### 本文抜粋:

****************

慶応4年(1868年)、徳川家達の駿河(今の静岡県)への転封(てんぽう 所領を別の場所に移すこと)により、上総柴山(かずさしばやま)に国がえとなりました。明治3(1870)年、資美は、八田(はった)・猿尾(さるお)・大堤(おおつつみ)・田越(たこえ)の山地や荒れ地をきりひらき、松尾城(知事邸)や藩(はん)の役所を築き、役人の住宅などを新しくたてました。この地へ国がえとなった太田家の人々が故郷をなつかしんで新しい城下町を「松尾」と名づけました。資美は藩校の「教養館」や病院「好生所」などの創設に力をつくし、財政政策のため養蚕(ようさん)をみんなにすすめるなど、明治4(1871)年の廃藩置県(はいはんちけん)までのわずか4年の期間ながらすぐれた手腕(しゅわん)を見せました。
藩の役所のあった場所は、自動車教習所(じどうしゃきょうしゅうじょ)となっています。松尾城のあった場所は、現在の松尾高校から松尾中学校のあたりです。
写真は、太田資美の御住居(おすまい)にあった長屋門(ながやもん)を移築(いちく)したものです。
また、松尾小の校庭にある大きな山ももの木は、このとき掛川から移り住んだ人が植えました。
牧野 萬右衛門(まきの まんうえもん) (1847~1921)

****************

### 作業項目 1:
松尾藩についての本文によると、太田家の人々は新しい城下町を何と名づけましたか。
### 作業項目 2:
松尾藩についての本文を、最後の行の後から書き継いでください。

****************

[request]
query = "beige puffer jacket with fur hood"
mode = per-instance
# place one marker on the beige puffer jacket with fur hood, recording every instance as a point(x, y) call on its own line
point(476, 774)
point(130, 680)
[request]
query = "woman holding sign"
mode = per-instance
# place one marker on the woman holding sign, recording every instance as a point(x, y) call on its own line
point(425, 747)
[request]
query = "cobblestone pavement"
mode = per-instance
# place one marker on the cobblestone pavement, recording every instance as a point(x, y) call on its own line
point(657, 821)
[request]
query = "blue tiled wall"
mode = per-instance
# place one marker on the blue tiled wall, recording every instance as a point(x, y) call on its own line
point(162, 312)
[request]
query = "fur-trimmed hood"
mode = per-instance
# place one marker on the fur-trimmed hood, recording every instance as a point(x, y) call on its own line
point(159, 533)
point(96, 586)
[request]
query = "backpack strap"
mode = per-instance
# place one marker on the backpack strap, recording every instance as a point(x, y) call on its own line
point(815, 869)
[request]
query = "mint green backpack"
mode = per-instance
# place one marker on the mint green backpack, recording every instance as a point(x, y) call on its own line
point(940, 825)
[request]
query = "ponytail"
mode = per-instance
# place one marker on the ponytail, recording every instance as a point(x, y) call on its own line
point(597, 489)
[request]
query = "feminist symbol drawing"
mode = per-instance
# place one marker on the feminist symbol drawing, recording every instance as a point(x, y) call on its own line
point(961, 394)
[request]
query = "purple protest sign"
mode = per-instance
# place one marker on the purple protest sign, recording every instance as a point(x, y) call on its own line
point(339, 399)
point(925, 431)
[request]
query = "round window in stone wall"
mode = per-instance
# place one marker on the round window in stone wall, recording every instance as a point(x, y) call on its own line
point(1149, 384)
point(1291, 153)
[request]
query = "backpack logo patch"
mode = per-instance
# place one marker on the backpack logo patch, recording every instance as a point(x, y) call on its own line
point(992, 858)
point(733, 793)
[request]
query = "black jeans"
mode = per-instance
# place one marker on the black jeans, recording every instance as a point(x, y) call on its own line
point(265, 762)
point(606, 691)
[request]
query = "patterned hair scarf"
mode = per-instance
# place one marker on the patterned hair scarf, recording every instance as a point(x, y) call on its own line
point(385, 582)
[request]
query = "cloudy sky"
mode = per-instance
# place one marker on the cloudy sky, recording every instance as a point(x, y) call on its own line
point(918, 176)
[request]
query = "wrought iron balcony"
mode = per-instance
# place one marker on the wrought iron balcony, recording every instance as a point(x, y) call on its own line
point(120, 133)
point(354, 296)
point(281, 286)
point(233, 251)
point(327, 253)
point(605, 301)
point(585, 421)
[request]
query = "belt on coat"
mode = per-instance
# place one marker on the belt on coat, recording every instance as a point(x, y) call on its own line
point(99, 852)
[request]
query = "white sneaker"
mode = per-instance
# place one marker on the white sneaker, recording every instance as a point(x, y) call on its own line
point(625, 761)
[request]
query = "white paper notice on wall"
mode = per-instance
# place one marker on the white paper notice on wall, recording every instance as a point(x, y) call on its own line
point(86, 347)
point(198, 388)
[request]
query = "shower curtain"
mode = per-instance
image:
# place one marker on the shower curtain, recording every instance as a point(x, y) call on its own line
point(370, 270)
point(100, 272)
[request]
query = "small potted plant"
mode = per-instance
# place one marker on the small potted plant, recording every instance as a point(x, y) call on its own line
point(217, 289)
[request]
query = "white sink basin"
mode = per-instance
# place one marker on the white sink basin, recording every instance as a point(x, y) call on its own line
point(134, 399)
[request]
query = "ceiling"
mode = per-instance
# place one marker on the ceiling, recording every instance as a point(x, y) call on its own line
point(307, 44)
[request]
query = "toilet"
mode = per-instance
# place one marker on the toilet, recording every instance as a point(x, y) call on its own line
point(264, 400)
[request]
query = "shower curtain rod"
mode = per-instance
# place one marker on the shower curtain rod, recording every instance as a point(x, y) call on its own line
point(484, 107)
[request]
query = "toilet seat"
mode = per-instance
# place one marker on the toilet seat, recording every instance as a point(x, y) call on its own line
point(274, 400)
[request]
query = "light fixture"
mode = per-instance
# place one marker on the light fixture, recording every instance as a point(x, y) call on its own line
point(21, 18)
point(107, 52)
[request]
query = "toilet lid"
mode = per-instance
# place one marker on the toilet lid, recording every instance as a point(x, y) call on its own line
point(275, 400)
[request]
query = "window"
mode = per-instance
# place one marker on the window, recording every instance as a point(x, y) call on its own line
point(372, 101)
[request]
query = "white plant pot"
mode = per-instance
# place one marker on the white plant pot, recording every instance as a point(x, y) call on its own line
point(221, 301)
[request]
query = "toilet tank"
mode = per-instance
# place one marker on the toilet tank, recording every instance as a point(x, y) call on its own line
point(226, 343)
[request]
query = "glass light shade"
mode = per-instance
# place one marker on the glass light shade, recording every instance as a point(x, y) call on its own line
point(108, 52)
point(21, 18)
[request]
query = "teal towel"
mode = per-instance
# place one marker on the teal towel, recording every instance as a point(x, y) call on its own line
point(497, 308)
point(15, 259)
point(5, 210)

****************

### 解答欄 1:
「松尾」と名づけました。

### 解答欄 2:
千葉県に落花生(らっかせい)を広めた人
牧野萬右衛門は、弘化4年(1847年)に南郷村草深(くさぶか)で生まれました。10歳で青木昆陽(あおきこんよう)の「藩藷考(ばんしょこう)」を読んだといわれています。つかれて弱っている村民を救うことをかねてから研究(けんきゅう)していました。
明治9年(1876年)に横浜へいった時、土地がやせていても温暖(おんだん)な地ならよく育ち、味もいい落花生をしり、あちこちたずねて種を手に入れ、試作(しさく)を成功(せいこう)させ周辺にひろめました。千葉県に落花生を定着(ていちゃく)させた先駆者(せんくしゃ)の一人です。明治22年7月には千葉県落花生商業組合が設立され、牧野萬右衛門は初代組合長になりました。
また、養蚕業(ようさんぎょう)を人々にひろめるため、くわの木や蚕(かいこ)のたまごを買い、無料(むりょう)でくばるなどして、農業の発展(はってん)に大きな役割をはたしました。
蕨 真一郎(わらび しんいちろう) (1876~1922)
歌人・林業家
蕨真一郎は明治9年(1876年)、埴谷(はにや)に生まれました。わたしたちの住む山武市は「サンブスギ」で有名です。この杉は蕨真一郎によって広められたと言われています。
山武市は江戸(今の東京)に近いことから、住宅や工事、家具用の木材として杉が多く使われました。このころの杉は、種から自然にはえたものばかりでした。その多くは成長が悪く、用材としての価値も低かったと言われています。
多くの研究を重ねて「さし木」というやり方で、杉を育てる方法を考え出しました。その杉が「サンブスギ」とよばれ、現在でも山武地区を中心に県内・県外で育てられています。
また、埴岡農林学校をつくり、青少年の教育や農林業の発てんに力をそそぎました。ほかにも、歌人として有名な正岡子規に学び、伊藤左千夫とともに短歌の勉強をし、明治41年には雑誌「阿羅々木(あららぎ)」を発行しています。
大高 善兵衛(おおたか ぜんべえ) (1822~1894)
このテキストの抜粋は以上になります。